▶ **SOURCE TEXT**:

## start

William Tucker (January 7, 1588– February 17, 1643-44) settled in Jamestown of the Colony of Virginia in the early 17th century. He was a military commander. In May 1623, he offered a toast in a meeting with members of the Powhatan tribe. The wine that they had been given was a poisonous cocktail prepared by Dr. John Potts. It killed 200 Native Americans and another 50 were slain. He owned land with his brothers-in-law and was a member of the House of Burgesses, a commission of the peace, and was appointed to the Council.

Personal life
William Tucker was born in Cornwall on January 7, 1588 or in 1589. In 1610, he sailed on the Mary & James to Virginia. Tucker was married to Mary Thompson, who was born in 1599. Her father was Robert Thompson of Watton-at-Stone, Hertfordshire and her nephew was John Thompson, 1st Baron Haversham. 

She sailed with her brothers—William, George and Paul—on George and arrived in the colony in 1623. Tucker paid for the passage of his wife's brothers, for which he received 150 acres. In 1624 or 1625, their daughter Elizabeth was born. They also had William, John, Roger, and Memory. He died on February 17, 1643-44 or in England, likely before 1640.

Career
He was a planter with 800 acres in Kecoughtan (later Elizabeth City). In 1617, he paid for the transportation of two men to the colony. He traveled to and from England during trading voyages, including in 1618, 1630, 1632, and 1633. Harris stated that "he was a shrewd and hard man of business". 

Tucker was one of the first subscribers of the Virginia Company. On June 20, 1619, he was elected to represent Kecoughtan for the first General Assembly of Virginia. He was a member of the Colony of Virginia in 1620. In 1623 and 1634, Tucker was a member of the House of Burgesses. Called Captain William Tucker, he was an envoy to the Pamunkey Native Americans for the colony. 

On March 22, 1622, 347 or more colonists were killed during an Indian massacre. About one-sixth of the colonists had died. Approximately 20 women were taken from Martin's Hundred, a 20,000-acre  plantation and put into "great slavery". Settlements and plantations were set on fire by the Native Americas. The colonists were dazed by the damaged and focused their efforts on survival and retribution. They attacked Powhatan villages. Tucker was a military leader during this period.

Following the massacre of 1622, there were frequent attacks by Native Americans. So much so that people were unable to plant their crops. Tucker and others were given the responsibility to ensure the safety of people in their appointed areas. Tucker's area included Kecoughtan, Newport News and Elizabeth City. Measures included moving people from outlying areas, ensuring means to protect the settlement, and protecting areas with palisades around settlement.

## end

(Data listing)

## start

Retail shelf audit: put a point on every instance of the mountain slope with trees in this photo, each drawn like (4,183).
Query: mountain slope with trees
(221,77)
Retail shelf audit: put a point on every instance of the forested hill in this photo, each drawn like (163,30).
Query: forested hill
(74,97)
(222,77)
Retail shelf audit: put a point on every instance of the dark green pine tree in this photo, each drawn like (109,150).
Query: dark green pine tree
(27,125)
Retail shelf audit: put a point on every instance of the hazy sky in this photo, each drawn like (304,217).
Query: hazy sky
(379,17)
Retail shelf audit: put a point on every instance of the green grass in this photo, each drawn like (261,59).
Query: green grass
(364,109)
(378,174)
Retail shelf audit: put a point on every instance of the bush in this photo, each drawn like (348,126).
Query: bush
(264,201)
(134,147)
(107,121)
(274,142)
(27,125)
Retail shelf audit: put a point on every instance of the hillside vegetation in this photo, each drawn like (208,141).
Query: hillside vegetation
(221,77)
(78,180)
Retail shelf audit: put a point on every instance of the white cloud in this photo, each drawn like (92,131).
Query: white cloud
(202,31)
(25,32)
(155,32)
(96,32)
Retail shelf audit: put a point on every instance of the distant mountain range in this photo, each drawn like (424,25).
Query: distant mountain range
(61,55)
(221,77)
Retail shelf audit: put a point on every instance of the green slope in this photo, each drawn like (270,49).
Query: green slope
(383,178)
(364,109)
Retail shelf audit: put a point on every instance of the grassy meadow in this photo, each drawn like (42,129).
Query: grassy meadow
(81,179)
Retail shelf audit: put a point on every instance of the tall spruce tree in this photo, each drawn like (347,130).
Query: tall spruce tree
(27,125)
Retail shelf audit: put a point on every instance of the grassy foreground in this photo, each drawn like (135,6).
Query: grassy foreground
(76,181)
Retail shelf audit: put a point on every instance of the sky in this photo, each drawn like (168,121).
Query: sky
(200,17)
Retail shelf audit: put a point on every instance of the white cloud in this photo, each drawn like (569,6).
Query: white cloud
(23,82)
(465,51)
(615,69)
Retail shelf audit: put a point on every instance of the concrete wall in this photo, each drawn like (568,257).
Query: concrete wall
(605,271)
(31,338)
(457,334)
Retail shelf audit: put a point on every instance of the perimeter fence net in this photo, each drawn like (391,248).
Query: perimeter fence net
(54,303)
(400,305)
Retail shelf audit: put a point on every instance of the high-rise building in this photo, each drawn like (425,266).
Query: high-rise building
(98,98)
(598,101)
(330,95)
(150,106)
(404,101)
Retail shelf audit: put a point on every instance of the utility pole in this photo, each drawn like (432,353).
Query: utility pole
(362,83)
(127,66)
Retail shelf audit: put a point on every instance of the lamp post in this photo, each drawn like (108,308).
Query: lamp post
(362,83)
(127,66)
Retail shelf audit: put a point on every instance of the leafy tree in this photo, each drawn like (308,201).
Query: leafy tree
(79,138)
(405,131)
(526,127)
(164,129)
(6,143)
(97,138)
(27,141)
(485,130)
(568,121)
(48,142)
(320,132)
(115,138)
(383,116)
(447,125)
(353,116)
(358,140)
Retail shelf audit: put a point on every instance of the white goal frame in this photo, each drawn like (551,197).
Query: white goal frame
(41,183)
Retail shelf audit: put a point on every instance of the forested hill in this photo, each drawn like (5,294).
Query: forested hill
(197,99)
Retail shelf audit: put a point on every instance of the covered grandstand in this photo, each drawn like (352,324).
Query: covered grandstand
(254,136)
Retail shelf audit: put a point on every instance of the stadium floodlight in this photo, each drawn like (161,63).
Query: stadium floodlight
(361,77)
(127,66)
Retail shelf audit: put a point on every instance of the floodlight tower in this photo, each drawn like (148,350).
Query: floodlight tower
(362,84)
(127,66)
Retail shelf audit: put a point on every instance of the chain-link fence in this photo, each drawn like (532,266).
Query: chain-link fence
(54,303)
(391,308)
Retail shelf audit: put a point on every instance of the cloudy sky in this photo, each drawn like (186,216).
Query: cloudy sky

## end

▶ **PARTS OF THE EXERCISE**:
(1) Name every child of William Tucker and Mary Thompson that the William Tucker biography mentions.
(2) Pick up the William Tucker biography after its final sentence and write what comes next.

▶ **ANSWERS FOR THE EXERCISE**:
(1) Elizabeth, William, John, Roger, Memory

(2)
In May 1623, plans were made with Opchanacanough to negotiate peace and the release of the missing women. He released Mistress Boyse as a good faith gesture, with the implied message that he would negotiate for the release of the remaining women. Captain Tucker and a group of musketeers met with Opechancanough and members of a Powhatan village along the Potomac River on May 22. In preparation for the event, Dr. John Potts prepared poisoned wine. Captain Tucker and others offered ceremonial toasts and 200 Powhatans died after drinking the wine. Another 50 people were killed. Opechancanough escaped, but a number of tribal leaders were killed. The English retaliated by attacking and burning down Powhatan villages. Tribal members and the captive women fled the English attacks. They also were hungry due to lost corn crops. Three of the women included Jane Dickenson and Mistress Jeffries, the wife of Nathaniel Jeffries, who died in the massacre.

Before 1623 and on March 4, 1626, he was appointed to the Council. He was a member of the Virginia General Assembly in 1625. In September 1632, he became the commission of the peace.

Indentured servants
He held two black indentured servants, Isabell and Anthoney, who were among the first Africans in Virginia, arriving between 1619 and 1624, when their son William Tucker was born. He was the first African American child to be born in the Thirteen Colonies. He had 17 servants. In 1625, he owned three African slaves. At that time, there was a total of 20 servants or slaves of African descent in the colony.

Land grants
Tucker entered into a land grant with his three of his brothers-in-law, William, Paul and George Thompson. They were part of his “muster” of 1624 to 1625. He was among a group that included William and Maurice Thompson in a joint land grant in 1636.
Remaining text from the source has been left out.